(Image region labeling items)
○ ○ ○ ○
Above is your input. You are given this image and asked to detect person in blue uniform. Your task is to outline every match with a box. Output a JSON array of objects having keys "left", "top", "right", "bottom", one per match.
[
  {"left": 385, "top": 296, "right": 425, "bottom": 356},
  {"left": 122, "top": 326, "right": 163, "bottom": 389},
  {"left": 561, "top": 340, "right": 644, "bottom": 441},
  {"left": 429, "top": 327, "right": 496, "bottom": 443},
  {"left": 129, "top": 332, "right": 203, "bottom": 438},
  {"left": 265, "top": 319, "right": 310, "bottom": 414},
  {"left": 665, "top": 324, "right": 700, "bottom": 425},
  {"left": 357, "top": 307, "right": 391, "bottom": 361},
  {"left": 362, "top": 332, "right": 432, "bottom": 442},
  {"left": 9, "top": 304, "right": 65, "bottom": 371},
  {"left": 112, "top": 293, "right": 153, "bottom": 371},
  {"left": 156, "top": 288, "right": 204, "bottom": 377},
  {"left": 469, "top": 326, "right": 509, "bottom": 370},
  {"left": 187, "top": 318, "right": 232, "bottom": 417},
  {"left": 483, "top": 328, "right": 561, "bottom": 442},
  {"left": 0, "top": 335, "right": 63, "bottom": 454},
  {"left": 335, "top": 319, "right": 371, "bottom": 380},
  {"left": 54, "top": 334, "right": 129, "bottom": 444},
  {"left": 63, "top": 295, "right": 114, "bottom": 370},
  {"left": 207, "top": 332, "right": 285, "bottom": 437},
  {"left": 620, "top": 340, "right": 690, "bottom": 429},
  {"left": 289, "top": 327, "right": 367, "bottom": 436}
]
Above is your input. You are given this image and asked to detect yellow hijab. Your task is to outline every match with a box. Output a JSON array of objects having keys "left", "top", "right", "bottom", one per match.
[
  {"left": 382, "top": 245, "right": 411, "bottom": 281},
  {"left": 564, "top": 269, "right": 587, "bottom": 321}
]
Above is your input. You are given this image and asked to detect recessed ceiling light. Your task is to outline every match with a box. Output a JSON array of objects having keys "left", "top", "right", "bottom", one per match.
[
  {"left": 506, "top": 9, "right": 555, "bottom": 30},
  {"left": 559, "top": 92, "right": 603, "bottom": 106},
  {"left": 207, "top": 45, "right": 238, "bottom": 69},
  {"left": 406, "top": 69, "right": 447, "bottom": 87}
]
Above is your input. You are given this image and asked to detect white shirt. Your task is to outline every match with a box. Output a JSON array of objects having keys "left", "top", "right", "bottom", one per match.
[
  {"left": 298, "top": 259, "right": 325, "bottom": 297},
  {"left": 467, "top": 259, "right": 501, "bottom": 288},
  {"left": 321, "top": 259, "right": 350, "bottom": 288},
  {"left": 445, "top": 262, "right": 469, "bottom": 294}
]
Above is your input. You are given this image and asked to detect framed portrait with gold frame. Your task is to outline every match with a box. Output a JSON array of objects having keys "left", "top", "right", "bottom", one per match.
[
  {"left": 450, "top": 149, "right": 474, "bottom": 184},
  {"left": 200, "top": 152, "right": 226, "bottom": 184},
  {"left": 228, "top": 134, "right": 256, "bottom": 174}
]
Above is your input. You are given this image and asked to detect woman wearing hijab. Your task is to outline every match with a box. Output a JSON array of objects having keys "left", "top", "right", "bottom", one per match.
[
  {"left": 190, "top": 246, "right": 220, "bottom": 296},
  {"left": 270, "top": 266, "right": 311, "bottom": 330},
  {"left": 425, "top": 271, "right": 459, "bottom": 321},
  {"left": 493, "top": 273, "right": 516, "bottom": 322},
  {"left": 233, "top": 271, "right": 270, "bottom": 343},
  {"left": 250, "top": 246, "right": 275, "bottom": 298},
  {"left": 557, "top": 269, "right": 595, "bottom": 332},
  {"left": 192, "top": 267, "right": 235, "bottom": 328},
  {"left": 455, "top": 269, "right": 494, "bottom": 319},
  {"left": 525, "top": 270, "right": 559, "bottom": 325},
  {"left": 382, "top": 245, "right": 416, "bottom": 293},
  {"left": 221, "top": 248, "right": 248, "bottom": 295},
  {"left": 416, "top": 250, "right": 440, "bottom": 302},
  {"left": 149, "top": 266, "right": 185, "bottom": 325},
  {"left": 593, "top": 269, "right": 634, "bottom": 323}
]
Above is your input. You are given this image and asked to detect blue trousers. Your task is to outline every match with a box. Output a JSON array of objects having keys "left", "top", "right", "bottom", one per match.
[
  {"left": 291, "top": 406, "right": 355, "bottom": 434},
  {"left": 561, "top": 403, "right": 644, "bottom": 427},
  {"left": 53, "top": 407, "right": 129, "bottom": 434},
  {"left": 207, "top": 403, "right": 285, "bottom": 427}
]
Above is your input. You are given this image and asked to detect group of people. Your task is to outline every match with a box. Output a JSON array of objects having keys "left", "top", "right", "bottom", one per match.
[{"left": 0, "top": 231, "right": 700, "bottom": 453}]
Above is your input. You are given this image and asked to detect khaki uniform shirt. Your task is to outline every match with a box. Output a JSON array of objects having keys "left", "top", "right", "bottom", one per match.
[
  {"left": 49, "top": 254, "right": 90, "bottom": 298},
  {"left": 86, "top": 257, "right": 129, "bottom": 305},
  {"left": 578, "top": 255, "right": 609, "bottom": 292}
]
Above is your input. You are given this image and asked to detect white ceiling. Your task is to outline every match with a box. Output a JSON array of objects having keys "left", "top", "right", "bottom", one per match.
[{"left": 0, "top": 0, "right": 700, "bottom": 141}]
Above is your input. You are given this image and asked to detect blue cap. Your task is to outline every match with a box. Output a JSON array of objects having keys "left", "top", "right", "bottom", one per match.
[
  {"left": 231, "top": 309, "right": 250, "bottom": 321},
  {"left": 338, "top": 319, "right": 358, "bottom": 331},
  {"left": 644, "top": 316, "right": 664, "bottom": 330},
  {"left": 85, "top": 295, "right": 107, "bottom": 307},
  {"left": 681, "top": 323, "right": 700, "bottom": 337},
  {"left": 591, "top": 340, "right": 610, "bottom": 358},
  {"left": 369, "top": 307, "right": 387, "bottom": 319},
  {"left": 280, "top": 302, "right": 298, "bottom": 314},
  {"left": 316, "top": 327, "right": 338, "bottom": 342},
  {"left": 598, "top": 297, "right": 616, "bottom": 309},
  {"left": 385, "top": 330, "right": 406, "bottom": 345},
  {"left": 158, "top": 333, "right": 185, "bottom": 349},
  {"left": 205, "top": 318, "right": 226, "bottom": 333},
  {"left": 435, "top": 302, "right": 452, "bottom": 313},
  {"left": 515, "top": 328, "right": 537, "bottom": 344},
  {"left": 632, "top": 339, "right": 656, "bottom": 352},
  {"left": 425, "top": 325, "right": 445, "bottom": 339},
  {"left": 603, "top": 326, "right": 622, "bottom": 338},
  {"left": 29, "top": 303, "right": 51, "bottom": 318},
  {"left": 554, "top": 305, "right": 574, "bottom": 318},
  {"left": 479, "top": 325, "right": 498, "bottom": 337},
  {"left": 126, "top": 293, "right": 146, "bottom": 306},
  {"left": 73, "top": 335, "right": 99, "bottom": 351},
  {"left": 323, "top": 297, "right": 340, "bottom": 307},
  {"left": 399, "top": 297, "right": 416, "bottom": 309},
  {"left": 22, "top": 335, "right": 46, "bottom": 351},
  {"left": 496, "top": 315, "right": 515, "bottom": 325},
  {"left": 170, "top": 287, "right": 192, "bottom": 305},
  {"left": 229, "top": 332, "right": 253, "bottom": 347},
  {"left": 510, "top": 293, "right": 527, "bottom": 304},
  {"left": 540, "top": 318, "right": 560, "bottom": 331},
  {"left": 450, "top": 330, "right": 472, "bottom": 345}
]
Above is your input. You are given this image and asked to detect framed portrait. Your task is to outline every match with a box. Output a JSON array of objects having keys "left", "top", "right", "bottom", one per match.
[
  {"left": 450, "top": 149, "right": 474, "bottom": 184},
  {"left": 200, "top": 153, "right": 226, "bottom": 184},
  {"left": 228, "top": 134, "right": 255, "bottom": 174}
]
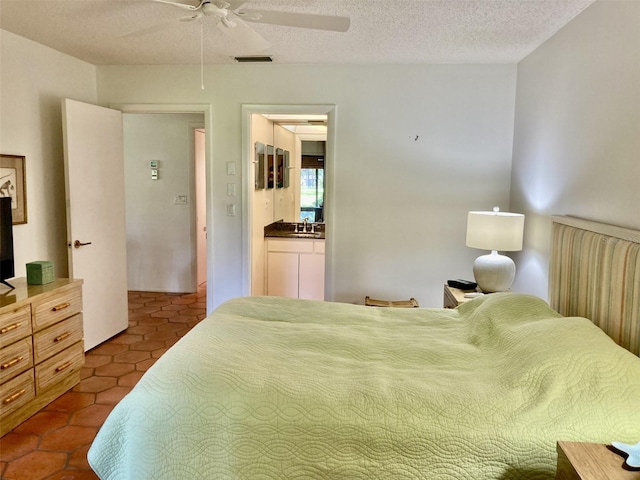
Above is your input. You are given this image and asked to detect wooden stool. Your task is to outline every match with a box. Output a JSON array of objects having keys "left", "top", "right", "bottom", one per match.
[{"left": 364, "top": 296, "right": 420, "bottom": 308}]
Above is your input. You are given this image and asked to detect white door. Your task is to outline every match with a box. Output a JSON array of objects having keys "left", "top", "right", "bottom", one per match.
[
  {"left": 194, "top": 128, "right": 207, "bottom": 286},
  {"left": 62, "top": 99, "right": 129, "bottom": 351}
]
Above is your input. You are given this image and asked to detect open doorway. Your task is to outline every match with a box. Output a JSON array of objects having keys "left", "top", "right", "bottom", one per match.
[
  {"left": 123, "top": 112, "right": 206, "bottom": 293},
  {"left": 243, "top": 105, "right": 335, "bottom": 299}
]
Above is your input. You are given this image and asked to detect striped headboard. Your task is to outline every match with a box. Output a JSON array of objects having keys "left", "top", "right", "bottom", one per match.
[{"left": 549, "top": 216, "right": 640, "bottom": 356}]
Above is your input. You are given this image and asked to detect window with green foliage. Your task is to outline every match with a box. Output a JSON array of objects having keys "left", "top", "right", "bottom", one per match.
[{"left": 300, "top": 167, "right": 324, "bottom": 222}]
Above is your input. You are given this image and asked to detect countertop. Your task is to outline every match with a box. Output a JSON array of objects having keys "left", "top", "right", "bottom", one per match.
[{"left": 264, "top": 220, "right": 324, "bottom": 240}]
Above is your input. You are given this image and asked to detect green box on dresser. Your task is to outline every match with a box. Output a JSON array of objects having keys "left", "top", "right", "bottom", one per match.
[{"left": 27, "top": 260, "right": 56, "bottom": 285}]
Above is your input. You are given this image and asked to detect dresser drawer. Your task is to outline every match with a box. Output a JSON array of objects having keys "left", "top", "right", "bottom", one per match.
[
  {"left": 0, "top": 369, "right": 36, "bottom": 418},
  {"left": 32, "top": 285, "right": 82, "bottom": 332},
  {"left": 33, "top": 313, "right": 82, "bottom": 365},
  {"left": 0, "top": 337, "right": 33, "bottom": 383},
  {"left": 0, "top": 305, "right": 31, "bottom": 347},
  {"left": 35, "top": 342, "right": 84, "bottom": 395}
]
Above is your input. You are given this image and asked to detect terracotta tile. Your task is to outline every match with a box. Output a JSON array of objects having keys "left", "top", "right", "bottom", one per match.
[
  {"left": 40, "top": 425, "right": 98, "bottom": 451},
  {"left": 135, "top": 306, "right": 160, "bottom": 315},
  {"left": 136, "top": 358, "right": 157, "bottom": 372},
  {"left": 180, "top": 308, "right": 205, "bottom": 315},
  {"left": 3, "top": 450, "right": 67, "bottom": 480},
  {"left": 140, "top": 292, "right": 164, "bottom": 298},
  {"left": 164, "top": 336, "right": 180, "bottom": 347},
  {"left": 113, "top": 350, "right": 151, "bottom": 364},
  {"left": 147, "top": 299, "right": 171, "bottom": 308},
  {"left": 151, "top": 347, "right": 169, "bottom": 358},
  {"left": 169, "top": 315, "right": 197, "bottom": 323},
  {"left": 0, "top": 287, "right": 206, "bottom": 480},
  {"left": 84, "top": 355, "right": 111, "bottom": 368},
  {"left": 69, "top": 403, "right": 113, "bottom": 427},
  {"left": 138, "top": 316, "right": 167, "bottom": 327},
  {"left": 130, "top": 341, "right": 164, "bottom": 352},
  {"left": 96, "top": 387, "right": 131, "bottom": 405},
  {"left": 47, "top": 468, "right": 100, "bottom": 480},
  {"left": 118, "top": 371, "right": 144, "bottom": 387},
  {"left": 127, "top": 325, "right": 157, "bottom": 335},
  {"left": 95, "top": 363, "right": 134, "bottom": 377},
  {"left": 146, "top": 331, "right": 176, "bottom": 342},
  {"left": 0, "top": 432, "right": 39, "bottom": 462},
  {"left": 13, "top": 410, "right": 69, "bottom": 435},
  {"left": 173, "top": 297, "right": 197, "bottom": 305},
  {"left": 151, "top": 310, "right": 178, "bottom": 318},
  {"left": 110, "top": 333, "right": 142, "bottom": 345},
  {"left": 73, "top": 377, "right": 117, "bottom": 393},
  {"left": 67, "top": 445, "right": 91, "bottom": 470},
  {"left": 45, "top": 394, "right": 96, "bottom": 412},
  {"left": 88, "top": 342, "right": 127, "bottom": 355}
]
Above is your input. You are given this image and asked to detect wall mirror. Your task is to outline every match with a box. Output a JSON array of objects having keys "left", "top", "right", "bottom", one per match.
[
  {"left": 265, "top": 145, "right": 275, "bottom": 188},
  {"left": 284, "top": 150, "right": 291, "bottom": 188},
  {"left": 276, "top": 148, "right": 284, "bottom": 188},
  {"left": 255, "top": 142, "right": 264, "bottom": 190}
]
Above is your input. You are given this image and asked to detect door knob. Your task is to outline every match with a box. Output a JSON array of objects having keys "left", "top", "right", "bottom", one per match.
[{"left": 73, "top": 240, "right": 91, "bottom": 248}]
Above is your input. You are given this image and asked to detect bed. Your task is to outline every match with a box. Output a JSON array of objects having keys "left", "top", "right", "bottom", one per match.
[{"left": 88, "top": 217, "right": 640, "bottom": 480}]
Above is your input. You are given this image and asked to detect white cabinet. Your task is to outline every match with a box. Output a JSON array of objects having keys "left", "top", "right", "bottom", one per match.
[{"left": 267, "top": 238, "right": 324, "bottom": 300}]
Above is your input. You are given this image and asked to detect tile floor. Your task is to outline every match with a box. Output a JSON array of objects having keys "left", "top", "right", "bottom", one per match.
[{"left": 0, "top": 285, "right": 206, "bottom": 480}]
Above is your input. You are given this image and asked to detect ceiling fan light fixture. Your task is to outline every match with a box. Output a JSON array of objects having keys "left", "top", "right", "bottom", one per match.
[{"left": 233, "top": 55, "right": 273, "bottom": 63}]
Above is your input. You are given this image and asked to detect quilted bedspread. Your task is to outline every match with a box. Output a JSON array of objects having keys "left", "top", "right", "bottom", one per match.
[{"left": 88, "top": 294, "right": 640, "bottom": 480}]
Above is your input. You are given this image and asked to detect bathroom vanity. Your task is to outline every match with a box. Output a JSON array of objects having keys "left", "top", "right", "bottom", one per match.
[{"left": 265, "top": 222, "right": 324, "bottom": 300}]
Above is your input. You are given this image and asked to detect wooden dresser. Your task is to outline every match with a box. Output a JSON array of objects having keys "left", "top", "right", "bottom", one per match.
[
  {"left": 0, "top": 278, "right": 84, "bottom": 436},
  {"left": 556, "top": 442, "right": 640, "bottom": 480}
]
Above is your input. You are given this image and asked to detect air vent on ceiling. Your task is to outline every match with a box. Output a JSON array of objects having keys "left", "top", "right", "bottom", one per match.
[{"left": 233, "top": 55, "right": 273, "bottom": 63}]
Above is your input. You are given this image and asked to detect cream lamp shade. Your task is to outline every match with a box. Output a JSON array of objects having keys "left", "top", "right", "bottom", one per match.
[{"left": 466, "top": 207, "right": 524, "bottom": 293}]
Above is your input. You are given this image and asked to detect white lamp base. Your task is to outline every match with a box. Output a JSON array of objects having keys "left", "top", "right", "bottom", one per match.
[{"left": 473, "top": 250, "right": 516, "bottom": 293}]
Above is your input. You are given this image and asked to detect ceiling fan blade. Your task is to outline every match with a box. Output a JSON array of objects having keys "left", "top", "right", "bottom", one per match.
[
  {"left": 118, "top": 20, "right": 180, "bottom": 38},
  {"left": 236, "top": 10, "right": 351, "bottom": 32},
  {"left": 218, "top": 12, "right": 271, "bottom": 55},
  {"left": 149, "top": 0, "right": 204, "bottom": 11}
]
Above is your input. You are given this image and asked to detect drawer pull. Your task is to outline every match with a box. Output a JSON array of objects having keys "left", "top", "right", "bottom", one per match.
[
  {"left": 0, "top": 322, "right": 22, "bottom": 333},
  {"left": 56, "top": 362, "right": 73, "bottom": 372},
  {"left": 0, "top": 357, "right": 24, "bottom": 370},
  {"left": 51, "top": 302, "right": 71, "bottom": 312},
  {"left": 53, "top": 332, "right": 71, "bottom": 342},
  {"left": 2, "top": 388, "right": 27, "bottom": 405}
]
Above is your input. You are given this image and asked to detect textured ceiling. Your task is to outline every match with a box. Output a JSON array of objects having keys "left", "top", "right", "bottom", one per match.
[{"left": 0, "top": 0, "right": 594, "bottom": 65}]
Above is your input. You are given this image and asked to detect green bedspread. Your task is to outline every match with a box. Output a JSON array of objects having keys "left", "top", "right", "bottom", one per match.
[{"left": 89, "top": 294, "right": 640, "bottom": 480}]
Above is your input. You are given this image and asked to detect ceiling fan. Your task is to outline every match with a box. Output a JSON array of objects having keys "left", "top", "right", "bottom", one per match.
[{"left": 131, "top": 0, "right": 351, "bottom": 52}]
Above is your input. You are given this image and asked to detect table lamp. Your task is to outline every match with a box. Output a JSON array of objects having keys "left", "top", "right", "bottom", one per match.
[{"left": 466, "top": 207, "right": 524, "bottom": 293}]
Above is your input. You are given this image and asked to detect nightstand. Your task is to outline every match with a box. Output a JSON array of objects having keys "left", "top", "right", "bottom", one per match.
[
  {"left": 443, "top": 283, "right": 475, "bottom": 308},
  {"left": 556, "top": 442, "right": 640, "bottom": 480}
]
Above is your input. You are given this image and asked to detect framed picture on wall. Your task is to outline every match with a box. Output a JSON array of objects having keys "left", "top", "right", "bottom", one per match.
[
  {"left": 0, "top": 154, "right": 27, "bottom": 225},
  {"left": 276, "top": 148, "right": 284, "bottom": 188},
  {"left": 266, "top": 145, "right": 275, "bottom": 188},
  {"left": 284, "top": 150, "right": 291, "bottom": 188},
  {"left": 255, "top": 142, "right": 264, "bottom": 190}
]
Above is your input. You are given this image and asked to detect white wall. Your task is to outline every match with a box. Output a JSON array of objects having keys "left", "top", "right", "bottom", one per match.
[
  {"left": 97, "top": 65, "right": 516, "bottom": 306},
  {"left": 123, "top": 113, "right": 204, "bottom": 292},
  {"left": 511, "top": 1, "right": 640, "bottom": 298},
  {"left": 249, "top": 114, "right": 275, "bottom": 295},
  {"left": 0, "top": 30, "right": 97, "bottom": 277}
]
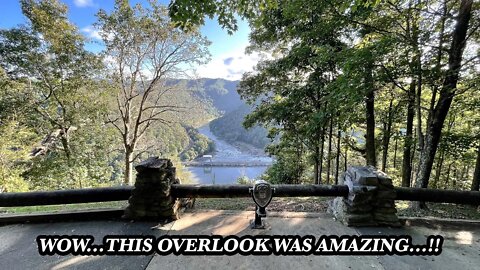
○ ○ ○ ○
> _Exercise description_: Count the lines in the items above that contain the string "ceiling" and give only that number.

> _Solution to this exercise_: 7